(Records)
────────────────────────────────────────
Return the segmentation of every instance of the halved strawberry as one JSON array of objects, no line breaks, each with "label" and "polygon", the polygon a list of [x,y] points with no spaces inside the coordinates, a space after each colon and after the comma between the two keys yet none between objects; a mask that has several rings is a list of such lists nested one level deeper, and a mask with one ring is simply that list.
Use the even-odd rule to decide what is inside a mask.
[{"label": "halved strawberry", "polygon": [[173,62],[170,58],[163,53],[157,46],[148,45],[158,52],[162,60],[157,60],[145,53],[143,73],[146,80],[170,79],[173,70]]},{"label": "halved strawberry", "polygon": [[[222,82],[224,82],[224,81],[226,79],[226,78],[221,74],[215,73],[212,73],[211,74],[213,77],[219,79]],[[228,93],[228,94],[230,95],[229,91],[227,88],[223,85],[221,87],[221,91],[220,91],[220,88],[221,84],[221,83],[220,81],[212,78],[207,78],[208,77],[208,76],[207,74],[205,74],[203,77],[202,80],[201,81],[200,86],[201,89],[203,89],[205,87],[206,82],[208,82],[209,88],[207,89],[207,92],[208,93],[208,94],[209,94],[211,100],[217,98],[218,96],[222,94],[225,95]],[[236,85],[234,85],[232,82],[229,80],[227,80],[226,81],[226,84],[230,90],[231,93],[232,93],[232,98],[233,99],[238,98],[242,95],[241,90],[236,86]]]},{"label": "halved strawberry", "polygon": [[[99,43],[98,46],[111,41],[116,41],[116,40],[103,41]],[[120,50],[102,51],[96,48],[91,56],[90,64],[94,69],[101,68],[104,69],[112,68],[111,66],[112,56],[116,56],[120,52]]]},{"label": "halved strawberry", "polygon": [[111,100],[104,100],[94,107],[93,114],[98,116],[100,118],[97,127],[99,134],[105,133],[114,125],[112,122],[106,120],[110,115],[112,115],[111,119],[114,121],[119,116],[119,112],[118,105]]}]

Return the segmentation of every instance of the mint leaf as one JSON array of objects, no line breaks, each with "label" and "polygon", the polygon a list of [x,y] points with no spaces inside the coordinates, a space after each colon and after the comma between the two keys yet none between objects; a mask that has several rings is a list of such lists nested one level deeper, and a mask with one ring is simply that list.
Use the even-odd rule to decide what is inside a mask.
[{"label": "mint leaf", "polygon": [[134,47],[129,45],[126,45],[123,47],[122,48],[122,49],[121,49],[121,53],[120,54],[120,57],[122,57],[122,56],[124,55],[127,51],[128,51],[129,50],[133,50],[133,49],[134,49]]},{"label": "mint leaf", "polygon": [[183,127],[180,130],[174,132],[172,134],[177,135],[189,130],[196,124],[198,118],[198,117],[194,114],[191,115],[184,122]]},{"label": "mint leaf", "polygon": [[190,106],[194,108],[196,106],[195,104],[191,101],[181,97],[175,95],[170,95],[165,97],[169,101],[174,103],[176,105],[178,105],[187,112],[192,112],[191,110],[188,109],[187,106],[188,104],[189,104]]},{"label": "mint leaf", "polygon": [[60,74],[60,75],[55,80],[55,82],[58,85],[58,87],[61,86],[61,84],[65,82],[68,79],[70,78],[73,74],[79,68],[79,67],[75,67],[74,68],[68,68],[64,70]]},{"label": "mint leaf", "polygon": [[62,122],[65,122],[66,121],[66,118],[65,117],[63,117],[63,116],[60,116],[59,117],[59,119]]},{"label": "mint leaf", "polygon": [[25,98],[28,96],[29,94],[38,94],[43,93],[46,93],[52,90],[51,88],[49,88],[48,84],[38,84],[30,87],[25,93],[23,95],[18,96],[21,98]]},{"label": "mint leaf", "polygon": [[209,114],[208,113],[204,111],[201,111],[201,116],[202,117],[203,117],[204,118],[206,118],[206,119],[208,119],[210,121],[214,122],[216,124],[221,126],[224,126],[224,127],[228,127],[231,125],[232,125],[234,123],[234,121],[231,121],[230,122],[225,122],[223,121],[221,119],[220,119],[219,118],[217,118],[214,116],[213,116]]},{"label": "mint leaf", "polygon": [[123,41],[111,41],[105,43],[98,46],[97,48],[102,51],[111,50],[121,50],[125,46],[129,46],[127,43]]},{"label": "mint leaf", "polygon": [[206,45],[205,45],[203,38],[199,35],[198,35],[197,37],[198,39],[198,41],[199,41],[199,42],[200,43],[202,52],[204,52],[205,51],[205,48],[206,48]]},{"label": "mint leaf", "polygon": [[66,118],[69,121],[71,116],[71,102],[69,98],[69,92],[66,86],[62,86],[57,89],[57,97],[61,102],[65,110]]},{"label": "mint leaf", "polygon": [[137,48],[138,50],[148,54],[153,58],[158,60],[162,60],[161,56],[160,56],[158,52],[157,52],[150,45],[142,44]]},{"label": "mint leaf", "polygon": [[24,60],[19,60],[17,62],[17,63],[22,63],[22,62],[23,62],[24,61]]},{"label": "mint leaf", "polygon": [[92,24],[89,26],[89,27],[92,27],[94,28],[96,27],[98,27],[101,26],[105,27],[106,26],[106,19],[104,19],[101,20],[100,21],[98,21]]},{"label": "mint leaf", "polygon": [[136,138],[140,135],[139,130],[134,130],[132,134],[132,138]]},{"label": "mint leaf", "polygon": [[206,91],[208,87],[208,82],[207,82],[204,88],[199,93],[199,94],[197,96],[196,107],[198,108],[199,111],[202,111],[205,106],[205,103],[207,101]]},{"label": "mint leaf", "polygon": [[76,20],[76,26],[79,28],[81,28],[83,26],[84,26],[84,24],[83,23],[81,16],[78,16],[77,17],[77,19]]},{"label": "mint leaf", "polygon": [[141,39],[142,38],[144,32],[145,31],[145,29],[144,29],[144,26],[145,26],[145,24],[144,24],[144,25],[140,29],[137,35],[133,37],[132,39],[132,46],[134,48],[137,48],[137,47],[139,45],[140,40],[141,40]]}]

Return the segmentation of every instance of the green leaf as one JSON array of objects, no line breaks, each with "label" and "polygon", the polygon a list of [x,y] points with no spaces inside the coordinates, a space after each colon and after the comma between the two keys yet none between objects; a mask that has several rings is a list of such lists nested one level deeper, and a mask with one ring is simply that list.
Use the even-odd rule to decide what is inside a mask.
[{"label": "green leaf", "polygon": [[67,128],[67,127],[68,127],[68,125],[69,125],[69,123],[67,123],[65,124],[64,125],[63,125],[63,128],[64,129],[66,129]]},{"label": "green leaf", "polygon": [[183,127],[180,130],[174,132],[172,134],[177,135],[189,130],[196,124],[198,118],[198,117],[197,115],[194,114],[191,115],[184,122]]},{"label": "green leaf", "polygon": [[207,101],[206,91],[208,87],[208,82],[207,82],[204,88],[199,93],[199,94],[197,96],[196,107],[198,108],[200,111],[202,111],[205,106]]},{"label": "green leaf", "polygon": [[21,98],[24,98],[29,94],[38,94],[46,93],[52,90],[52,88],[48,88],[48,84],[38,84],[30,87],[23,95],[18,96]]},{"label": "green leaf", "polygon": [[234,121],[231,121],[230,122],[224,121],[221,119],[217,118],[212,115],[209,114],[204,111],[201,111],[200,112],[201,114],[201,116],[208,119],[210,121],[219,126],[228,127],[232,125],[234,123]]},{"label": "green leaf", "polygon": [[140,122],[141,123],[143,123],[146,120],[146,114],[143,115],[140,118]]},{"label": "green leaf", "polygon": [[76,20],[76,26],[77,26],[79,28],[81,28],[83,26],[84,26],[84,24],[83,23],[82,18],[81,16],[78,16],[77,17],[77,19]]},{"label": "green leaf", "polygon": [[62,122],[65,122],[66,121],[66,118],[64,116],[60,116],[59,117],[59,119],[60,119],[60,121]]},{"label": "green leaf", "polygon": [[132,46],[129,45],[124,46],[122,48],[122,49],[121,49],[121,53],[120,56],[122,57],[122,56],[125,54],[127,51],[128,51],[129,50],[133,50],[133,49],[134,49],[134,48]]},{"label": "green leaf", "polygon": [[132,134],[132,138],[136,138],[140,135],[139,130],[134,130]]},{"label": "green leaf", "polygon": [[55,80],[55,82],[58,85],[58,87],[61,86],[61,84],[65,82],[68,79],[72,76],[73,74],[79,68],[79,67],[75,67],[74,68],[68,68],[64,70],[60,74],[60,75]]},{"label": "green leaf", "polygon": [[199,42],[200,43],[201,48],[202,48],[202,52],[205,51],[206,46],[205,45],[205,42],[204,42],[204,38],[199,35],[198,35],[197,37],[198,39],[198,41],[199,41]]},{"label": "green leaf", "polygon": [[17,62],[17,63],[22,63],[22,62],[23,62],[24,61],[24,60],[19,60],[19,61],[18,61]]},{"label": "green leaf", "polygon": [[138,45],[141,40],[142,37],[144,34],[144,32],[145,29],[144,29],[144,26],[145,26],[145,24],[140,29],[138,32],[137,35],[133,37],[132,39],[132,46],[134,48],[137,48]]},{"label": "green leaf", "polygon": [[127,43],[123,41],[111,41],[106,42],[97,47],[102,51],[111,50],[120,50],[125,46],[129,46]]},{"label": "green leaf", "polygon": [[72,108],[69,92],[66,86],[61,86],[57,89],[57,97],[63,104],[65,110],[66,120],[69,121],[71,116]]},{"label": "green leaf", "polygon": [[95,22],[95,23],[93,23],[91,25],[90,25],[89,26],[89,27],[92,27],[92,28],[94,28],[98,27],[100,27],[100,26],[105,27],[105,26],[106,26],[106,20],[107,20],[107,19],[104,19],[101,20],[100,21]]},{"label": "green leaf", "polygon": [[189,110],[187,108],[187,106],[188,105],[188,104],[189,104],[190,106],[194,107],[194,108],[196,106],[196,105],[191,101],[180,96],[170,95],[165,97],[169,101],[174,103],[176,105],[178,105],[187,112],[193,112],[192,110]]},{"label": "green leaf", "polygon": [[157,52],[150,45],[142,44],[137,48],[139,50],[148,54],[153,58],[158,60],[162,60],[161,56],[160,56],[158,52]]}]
────────────────────────────────────────
▶ **Request**
List every line of the listing above that contains the word "after", treating uppercase and lowercase as different.

▶ **Task solution**
Return the segmentation of every instance of the halved strawberry as one JSON array of objects, no line breaks, each with "label" and "polygon", the polygon a list of [x,y] points with no spaces inside the coordinates, a space after each colon and after the comma between the two keys yet none between objects; a mask that has several rings is a list of such lists nested one level deeper, and a mask with one ring is simply that list.
Return the segmentation of every instance of the mint leaf as one JSON array of objects, no line breaks, each with "label" and "polygon", the polygon a list of [x,y] points with no spaces inside the coordinates, a space after each colon and after the comma between the two keys yet none between objects; a mask that has several rings is a list of such lists nested one level deeper, and a mask with one ring is simply that list.
Return the segmentation of every instance of the green leaf as one JSON array of objects, no line breaks, each with "label" and "polygon", the polygon a list of [x,y] points with no spaces inside the coordinates, a space after each colon and after the comma between the two keys yet none between objects; a mask that has several rings is a list of such lists nested one level deeper, and a mask with one ring is simply that list.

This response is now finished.